--- Task goal ---
Every line of the material must be copied exactly.

--- Task input ---
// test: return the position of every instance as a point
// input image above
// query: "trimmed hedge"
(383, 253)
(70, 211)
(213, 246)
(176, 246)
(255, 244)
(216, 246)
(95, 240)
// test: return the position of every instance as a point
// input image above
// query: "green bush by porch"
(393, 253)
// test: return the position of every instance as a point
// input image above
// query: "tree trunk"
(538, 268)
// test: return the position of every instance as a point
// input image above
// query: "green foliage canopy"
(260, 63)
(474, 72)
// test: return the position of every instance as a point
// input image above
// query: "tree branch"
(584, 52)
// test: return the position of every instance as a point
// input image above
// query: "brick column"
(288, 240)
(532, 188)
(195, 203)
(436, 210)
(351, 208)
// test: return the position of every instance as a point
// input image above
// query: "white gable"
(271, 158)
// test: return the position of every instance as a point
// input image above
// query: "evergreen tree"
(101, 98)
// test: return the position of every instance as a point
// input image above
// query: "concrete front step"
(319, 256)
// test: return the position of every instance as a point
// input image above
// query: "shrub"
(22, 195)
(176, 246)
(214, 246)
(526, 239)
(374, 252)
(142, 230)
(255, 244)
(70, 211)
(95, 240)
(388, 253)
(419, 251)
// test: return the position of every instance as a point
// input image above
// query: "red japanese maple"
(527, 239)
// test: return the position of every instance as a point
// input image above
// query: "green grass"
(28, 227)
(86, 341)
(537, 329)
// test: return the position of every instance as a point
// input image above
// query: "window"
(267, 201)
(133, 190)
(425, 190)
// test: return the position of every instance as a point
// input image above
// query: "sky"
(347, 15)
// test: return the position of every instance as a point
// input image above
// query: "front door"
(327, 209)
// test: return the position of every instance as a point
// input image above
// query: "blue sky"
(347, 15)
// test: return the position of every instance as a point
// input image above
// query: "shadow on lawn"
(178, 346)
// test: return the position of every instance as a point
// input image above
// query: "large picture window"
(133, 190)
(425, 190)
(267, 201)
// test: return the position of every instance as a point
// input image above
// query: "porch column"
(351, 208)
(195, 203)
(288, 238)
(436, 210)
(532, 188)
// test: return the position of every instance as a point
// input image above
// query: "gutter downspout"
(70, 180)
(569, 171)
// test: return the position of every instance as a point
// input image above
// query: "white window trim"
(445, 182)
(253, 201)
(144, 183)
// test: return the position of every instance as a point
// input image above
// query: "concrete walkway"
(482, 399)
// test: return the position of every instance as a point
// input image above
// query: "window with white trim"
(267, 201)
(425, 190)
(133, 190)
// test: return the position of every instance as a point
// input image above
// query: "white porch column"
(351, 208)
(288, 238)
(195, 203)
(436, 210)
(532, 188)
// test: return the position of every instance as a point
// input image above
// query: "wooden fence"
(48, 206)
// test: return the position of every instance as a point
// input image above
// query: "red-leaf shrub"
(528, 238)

--- Task solution ---
// test: return the position of every instance as a point
// input image above
// query: "trimmed hedge"
(383, 253)
(70, 211)
(213, 246)
(176, 246)
(255, 244)
(216, 246)
(95, 240)
// test: return the position of every instance as a point
// input image above
// query: "green bush by porch"
(393, 253)
// test: return the position of every instance as a point
// input image above
// query: "tree trunk"
(538, 268)
// test: return the position of every instance as a point
// input image above
// query: "green foliage canopy"
(260, 63)
(474, 72)
// test: return the position of every instance as a point
// input image above
// query: "tree branch"
(584, 52)
// test: return the position of every instance as a point
// input image above
// query: "brick column"
(288, 240)
(532, 188)
(195, 203)
(436, 210)
(351, 208)
// test: return the position of every instance as a point
// input image above
// query: "white gable"
(271, 158)
// test: return the position of every instance as a point
// input image above
// query: "evergreen tree"
(101, 98)
// test: return the position of every instance as a point
// input image above
// query: "concrete front step"
(319, 256)
// test: return the position of every instance as a point
// input image above
// query: "shrub"
(22, 195)
(176, 246)
(214, 246)
(526, 239)
(374, 252)
(142, 230)
(255, 244)
(70, 211)
(95, 240)
(388, 253)
(419, 251)
// test: return the position of every instance as a point
// input image above
// query: "red japanese maple"
(527, 239)
// test: return the position of every instance as a point
// input image above
// query: "green grass"
(28, 227)
(86, 341)
(537, 329)
// test: return the position of every instance as a point
// input image above
// query: "window"
(267, 201)
(133, 190)
(425, 190)
// test: return the position of every instance as a point
// input image above
// query: "sky"
(347, 15)
// test: return the position of every instance as a point
// input image above
// query: "front door"
(327, 209)
// test: return the position of every instance as a point
// input image above
// query: "blue sky"
(347, 15)
// test: return the position of every instance as a point
// input image above
// query: "shadow on lawn"
(178, 346)
// test: return the position of every instance as a point
// input image above
// query: "large picture window"
(133, 190)
(425, 190)
(267, 201)
// test: return the position of every instance as a point
// input image above
// query: "porch column"
(351, 208)
(195, 203)
(288, 238)
(436, 210)
(532, 188)
// test: return the position of every instance as a point
// input image above
// query: "gutter downspout"
(70, 180)
(569, 171)
// test: return the position of every instance as a point
// input image above
// query: "white window trim"
(445, 182)
(253, 201)
(144, 183)
// test: return the position of every instance as a point
// input image above
// query: "concrete walkway"
(482, 399)
// test: return the position of every instance as a point
// input image above
// query: "window with white trim"
(267, 201)
(425, 190)
(133, 190)
// test: return the position of every instance as a point
// input image above
// query: "white porch column"
(351, 208)
(288, 238)
(195, 203)
(436, 210)
(532, 188)
// test: return the position of every instance as a point
// input image above
// query: "wooden fence"
(48, 206)
// test: return the position of every instance as a point
// input image above
// query: "red-leaf shrub"
(528, 238)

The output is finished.